◆ **SET EXERCISE**
Each record must be reproduced exactly as it is shown.

◆ **RECORDS TO PROCESS**
— Start —
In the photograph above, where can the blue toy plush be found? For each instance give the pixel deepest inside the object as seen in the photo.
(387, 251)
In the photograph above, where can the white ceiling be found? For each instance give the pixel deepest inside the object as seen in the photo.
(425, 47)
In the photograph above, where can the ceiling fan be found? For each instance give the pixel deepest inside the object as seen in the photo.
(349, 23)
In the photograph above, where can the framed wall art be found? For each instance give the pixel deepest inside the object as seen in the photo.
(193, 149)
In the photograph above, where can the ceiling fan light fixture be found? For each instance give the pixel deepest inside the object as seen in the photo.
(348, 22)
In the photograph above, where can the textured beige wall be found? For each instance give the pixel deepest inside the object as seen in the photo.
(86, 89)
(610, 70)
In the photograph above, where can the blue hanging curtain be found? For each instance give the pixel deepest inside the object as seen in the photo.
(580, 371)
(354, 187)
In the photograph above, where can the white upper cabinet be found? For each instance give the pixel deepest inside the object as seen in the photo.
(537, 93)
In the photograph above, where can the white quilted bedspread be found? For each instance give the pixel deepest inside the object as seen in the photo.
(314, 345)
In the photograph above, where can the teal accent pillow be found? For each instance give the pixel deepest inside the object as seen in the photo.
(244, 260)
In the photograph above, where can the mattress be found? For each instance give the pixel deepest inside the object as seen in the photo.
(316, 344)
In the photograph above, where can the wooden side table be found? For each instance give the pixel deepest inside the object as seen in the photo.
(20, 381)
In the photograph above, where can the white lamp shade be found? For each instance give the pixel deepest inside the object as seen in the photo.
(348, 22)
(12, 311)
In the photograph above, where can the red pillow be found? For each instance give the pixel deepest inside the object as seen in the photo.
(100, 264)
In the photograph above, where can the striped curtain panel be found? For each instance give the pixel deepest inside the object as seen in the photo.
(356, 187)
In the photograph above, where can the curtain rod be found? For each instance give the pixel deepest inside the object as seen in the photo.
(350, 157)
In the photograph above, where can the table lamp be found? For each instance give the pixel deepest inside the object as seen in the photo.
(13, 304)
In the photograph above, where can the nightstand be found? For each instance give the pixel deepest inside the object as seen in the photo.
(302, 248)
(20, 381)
— End —
◆ **THE RESULT**
In the photograph above, where can the blue toy plush be found? For each instance give the pixel deepest inside the object as seen in the photo.
(387, 251)
In the photograph above, where can the white ceiling be found? For each instance give the pixel deepest inside the object as seen in the photo.
(425, 47)
In the photograph above, where can the ceiling fan be found? For each instance give the pixel deepest inside the object as seen in the photo.
(349, 23)
In the photograph above, where can the framed wall art be found? For each instance give the pixel deepest inside the object as seen in the photo.
(193, 149)
In the photograph above, where can the ceiling fan light fixture be found? For each instance give the pixel deepest inside the object as seen in the photo.
(348, 22)
In the photograph above, where can the textured beige wall be found? For each instance give the pixel deepest inside the object as seen in the photo.
(86, 89)
(610, 70)
In the photograph above, where can the blue hanging curtain be found? For each instance give the pixel deepest inside the object as seen in the photo.
(580, 371)
(354, 187)
In the photograph above, where can the white upper cabinet be found? For each instance give the pixel deepest inside the object as seen in the photo.
(537, 93)
In the photograph above, where can the white quilted bedspread be found? For each instance give the pixel deepest inside the object as seen in the photo.
(314, 345)
In the photograph above, where can the teal accent pillow be found? For each instance give the pixel deepest inside the object as seen in the photo.
(244, 260)
In the photograph above, where can the mattress be found? For each instance give the pixel deepest inside the object as seen in the photo.
(316, 344)
In the photograph above, where can the wooden side table be found? For each instance give the pixel deepest inside the object as seen in the photo.
(20, 381)
In the photograph above, where can the white lamp shade be found? For each instance give the pixel deepest inside the object as seen in the photo.
(348, 22)
(12, 311)
In the photograph above, where can the red pillow be found? For each instance give the pixel deepest inside the object as seen in the photo.
(100, 264)
In the photograph above, where can the striped curtain panel be found? For each instance give the pixel deepest inside the object as seen in the photo.
(356, 187)
In the photograph above, where can the curtain rod be found? For each instance give the pixel deepest inside the object as seen in the photo.
(350, 157)
In the photograph above, where can the table lamp be found? For each instance give the pixel deepest inside the object as seen in the photo.
(13, 304)
In the photograph above, where can the nightstand be found? For each instance give the pixel deepest inside the object as seen in the photo.
(302, 248)
(20, 381)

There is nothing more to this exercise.